EXERCISE REQUIREMENTS => How many lines in the records below contain the string "every"? Matches must have the same case. Reply with the number only.
________________
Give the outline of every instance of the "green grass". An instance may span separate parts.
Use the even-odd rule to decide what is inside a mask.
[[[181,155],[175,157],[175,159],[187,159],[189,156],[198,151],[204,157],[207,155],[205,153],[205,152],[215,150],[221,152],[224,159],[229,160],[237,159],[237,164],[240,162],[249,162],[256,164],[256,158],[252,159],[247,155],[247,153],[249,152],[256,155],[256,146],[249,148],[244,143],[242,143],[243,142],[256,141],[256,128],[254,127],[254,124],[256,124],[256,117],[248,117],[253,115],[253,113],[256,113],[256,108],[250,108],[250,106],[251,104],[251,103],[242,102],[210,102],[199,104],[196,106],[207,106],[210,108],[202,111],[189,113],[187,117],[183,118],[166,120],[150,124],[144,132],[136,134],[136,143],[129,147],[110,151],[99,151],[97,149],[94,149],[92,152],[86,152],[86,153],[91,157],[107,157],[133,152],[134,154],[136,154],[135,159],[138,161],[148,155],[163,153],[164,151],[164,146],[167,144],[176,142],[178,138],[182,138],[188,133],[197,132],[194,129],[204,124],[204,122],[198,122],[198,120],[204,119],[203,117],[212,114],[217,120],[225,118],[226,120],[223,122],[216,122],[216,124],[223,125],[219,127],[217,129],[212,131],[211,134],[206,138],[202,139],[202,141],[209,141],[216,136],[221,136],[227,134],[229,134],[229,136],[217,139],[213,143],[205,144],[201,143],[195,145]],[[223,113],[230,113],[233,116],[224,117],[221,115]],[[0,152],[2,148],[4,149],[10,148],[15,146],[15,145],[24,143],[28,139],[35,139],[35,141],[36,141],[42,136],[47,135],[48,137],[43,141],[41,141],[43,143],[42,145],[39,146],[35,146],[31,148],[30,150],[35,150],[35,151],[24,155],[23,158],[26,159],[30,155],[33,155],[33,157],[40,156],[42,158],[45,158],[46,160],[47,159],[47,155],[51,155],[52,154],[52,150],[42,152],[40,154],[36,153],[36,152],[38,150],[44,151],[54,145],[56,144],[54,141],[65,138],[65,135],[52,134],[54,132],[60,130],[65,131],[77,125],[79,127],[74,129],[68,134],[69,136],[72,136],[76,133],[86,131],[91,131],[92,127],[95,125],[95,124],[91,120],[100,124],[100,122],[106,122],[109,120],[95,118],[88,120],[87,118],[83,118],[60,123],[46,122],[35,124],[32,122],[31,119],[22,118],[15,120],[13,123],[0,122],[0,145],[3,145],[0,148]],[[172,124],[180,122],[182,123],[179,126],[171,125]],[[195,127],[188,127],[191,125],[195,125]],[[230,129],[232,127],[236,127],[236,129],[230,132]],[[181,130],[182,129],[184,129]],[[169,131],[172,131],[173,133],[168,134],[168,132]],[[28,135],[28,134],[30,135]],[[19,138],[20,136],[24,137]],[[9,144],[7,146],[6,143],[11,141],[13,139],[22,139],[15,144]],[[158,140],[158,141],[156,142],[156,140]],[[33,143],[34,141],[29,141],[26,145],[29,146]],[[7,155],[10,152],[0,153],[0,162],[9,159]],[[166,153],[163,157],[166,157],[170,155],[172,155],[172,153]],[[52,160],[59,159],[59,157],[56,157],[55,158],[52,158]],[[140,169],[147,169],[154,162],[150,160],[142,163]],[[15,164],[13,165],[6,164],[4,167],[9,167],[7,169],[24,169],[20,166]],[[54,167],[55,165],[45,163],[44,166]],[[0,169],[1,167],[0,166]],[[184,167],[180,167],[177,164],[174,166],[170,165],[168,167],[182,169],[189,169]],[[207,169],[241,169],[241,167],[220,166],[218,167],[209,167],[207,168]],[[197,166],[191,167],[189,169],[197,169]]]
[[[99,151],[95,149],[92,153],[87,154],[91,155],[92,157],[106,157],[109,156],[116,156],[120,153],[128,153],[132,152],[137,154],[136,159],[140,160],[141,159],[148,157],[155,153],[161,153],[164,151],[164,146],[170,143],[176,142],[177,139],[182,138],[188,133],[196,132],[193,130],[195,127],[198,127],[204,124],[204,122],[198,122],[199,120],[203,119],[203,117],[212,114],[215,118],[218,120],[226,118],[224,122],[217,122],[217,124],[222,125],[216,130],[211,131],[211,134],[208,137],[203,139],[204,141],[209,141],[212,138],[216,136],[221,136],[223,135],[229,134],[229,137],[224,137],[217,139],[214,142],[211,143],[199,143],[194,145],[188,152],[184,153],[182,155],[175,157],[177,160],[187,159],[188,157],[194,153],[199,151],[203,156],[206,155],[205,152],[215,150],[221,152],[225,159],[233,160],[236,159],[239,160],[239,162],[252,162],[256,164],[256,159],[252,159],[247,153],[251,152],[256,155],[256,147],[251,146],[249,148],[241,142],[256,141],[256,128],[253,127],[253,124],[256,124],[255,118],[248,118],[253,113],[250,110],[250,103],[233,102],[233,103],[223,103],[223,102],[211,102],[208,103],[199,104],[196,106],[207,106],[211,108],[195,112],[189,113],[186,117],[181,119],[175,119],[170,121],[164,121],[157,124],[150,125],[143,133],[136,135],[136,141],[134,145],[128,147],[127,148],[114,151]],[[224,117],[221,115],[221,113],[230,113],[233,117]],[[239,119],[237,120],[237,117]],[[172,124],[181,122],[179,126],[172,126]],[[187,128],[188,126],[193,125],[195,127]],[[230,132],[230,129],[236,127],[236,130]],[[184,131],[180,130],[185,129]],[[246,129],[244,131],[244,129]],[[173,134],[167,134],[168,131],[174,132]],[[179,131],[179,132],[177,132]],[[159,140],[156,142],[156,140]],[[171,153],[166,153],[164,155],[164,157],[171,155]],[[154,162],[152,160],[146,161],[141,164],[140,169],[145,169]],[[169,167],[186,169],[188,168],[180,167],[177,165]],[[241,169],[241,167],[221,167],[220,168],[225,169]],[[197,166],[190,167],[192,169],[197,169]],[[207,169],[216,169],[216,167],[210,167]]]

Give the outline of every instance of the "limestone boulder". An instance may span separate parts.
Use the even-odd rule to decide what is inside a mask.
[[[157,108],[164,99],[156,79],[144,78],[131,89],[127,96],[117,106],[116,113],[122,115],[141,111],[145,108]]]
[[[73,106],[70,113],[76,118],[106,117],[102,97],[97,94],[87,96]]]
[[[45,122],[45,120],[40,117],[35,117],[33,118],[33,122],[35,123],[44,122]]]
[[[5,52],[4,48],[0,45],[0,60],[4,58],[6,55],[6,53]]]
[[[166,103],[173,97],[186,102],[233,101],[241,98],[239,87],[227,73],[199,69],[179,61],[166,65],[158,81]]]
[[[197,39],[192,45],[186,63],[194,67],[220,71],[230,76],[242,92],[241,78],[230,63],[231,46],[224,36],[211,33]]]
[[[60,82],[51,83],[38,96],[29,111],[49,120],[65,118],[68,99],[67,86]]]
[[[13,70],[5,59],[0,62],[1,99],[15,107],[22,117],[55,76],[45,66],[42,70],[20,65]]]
________________
WRITTEN SOLUTION => 2